_Request 1_: What budget was the film Raja Babu made on, according to the extract provided?
_Request 2_: Reproduce the passage of the Raja Babu extract between "Raja becomes overwhelmed" and "unite with Madhu.", inclusive.

_Extract provided_:
Raja becomes overwhelmed with gratitude and decides to do as his father says. In the meantime, Madhu understands that Raja did not deceive her and it was all a misunderstanding. She forgives him and declares her love for him. But Raja tells her about his changed situation and asks her to forget him. Madhu refuses to listen to him and pursues him anyway.

Raja's father misunderstands his son's intentions and kicks him out for breaking his promise of no longer seeing Madhu. Taking advantage of this tense situation, Lakhan plans to kill Raja's entire family and take control of their property. He along with his son Banke kidnaps Raja's parents. Raja rushes to rescue them. After a long fight, he manages to defeat his family's enemies. His father finally understands his son's deep love and respect for him and agrees to let him unite with Madhu.

==Box office==
Made on a budget of ₹2.30 crore, Raja Babu was blockbuster success at box office, managing to gross ₹15.26 crore worldwide.

_Source excerpt_:

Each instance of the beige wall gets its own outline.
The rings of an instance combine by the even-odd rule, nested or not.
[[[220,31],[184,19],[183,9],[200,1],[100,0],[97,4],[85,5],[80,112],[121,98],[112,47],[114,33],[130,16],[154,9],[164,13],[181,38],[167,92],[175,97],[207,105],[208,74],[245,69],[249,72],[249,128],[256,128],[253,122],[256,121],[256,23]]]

_Finished answer 1_: ₹2.30 crore.

_Finished answer 2_:
Raja becomes overwhelmed with gratitude and decides to do as his father says. In the meantime, Madhu understands that Raja did not deceive her and it was all a misunderstanding. She forgives him and declares her love for him. But Raja tells her about his changed situation and asks her to forget him. Madhu refuses to listen to him and pursues him anyway.

Raja's father misunderstands his son's intentions and kicks him out for breaking his promise of no longer seeing Madhu. Taking advantage of this tense situation, Lakhan plans to kill Raja's entire family and take control of their property. He along with his son Banke kidnaps Raja's parents. Raja rushes to rescue them. After a long fight, he manages to defeat his family's enemies. His father finally understands his son's deep love and respect for him and agrees to let him unite with Madhu.